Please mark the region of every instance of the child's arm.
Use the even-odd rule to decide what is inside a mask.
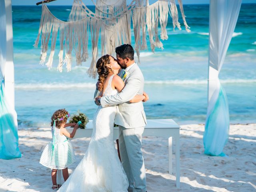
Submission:
[[[76,134],[76,130],[78,128],[78,126],[76,124],[71,133],[69,133],[66,129],[63,128],[60,128],[60,132],[69,138],[73,138]]]
[[[76,124],[76,123],[66,123],[64,125],[64,127],[74,127]]]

Problem: Render the lines above as a JSON list of strings, one string per line, with blank lines left out. Leave the pictures out of the answer.

Correct answer:
[
  "Please mark the region of every instance of the child's arm.",
  "Use the even-odd rule to decide what is inside a mask.",
  "Submission:",
  "[[[76,134],[76,130],[78,128],[78,126],[76,124],[71,133],[69,133],[66,129],[63,128],[60,128],[60,132],[69,138],[73,138]]]",
  "[[[76,124],[76,123],[66,123],[64,125],[64,127],[74,127]]]"
]